═══ Given data

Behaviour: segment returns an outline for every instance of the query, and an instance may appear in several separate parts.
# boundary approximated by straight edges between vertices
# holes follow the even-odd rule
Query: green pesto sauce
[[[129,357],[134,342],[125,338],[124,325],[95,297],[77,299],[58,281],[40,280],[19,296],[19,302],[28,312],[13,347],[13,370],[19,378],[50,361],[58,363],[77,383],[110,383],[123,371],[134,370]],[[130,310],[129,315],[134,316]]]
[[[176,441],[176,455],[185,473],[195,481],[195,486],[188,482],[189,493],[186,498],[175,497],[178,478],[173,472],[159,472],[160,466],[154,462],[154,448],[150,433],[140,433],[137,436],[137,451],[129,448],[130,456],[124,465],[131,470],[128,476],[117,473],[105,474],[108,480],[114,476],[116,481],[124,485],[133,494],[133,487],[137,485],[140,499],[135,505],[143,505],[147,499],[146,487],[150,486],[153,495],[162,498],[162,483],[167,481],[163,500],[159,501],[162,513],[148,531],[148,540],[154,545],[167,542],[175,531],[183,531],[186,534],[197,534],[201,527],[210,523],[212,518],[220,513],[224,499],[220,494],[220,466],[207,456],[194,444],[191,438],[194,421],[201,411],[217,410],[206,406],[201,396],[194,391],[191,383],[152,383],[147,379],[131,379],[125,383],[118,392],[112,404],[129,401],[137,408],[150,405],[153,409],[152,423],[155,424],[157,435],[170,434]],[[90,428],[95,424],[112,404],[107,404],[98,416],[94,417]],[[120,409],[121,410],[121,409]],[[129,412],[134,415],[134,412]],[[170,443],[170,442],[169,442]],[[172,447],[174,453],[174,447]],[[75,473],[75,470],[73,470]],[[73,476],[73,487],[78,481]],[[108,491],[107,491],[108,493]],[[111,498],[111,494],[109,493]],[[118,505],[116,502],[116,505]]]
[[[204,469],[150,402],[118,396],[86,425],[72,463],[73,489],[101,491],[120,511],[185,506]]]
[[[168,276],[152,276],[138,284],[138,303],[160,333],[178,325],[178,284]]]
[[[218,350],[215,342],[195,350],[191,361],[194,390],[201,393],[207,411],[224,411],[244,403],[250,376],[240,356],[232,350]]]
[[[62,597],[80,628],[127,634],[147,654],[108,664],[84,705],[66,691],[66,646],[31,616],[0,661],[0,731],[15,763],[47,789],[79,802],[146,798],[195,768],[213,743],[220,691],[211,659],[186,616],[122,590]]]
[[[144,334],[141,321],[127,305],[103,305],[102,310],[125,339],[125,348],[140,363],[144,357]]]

══════

Recast the stretch from the first line through the line containing "Query: green pesto sauce" as a Markdown table with the columns Row and Line, numbering each row and omitting any blank lines.

| Row | Line |
|---|---|
| 1 | Behaviour: segment returns an outline for every instance of the query, and an instance may appear in several separate parts. |
| 2 | # boundary approximated by straight edges between vertices |
| 3 | # holes follow the even-odd rule |
| 4 | Query: green pesto sauce |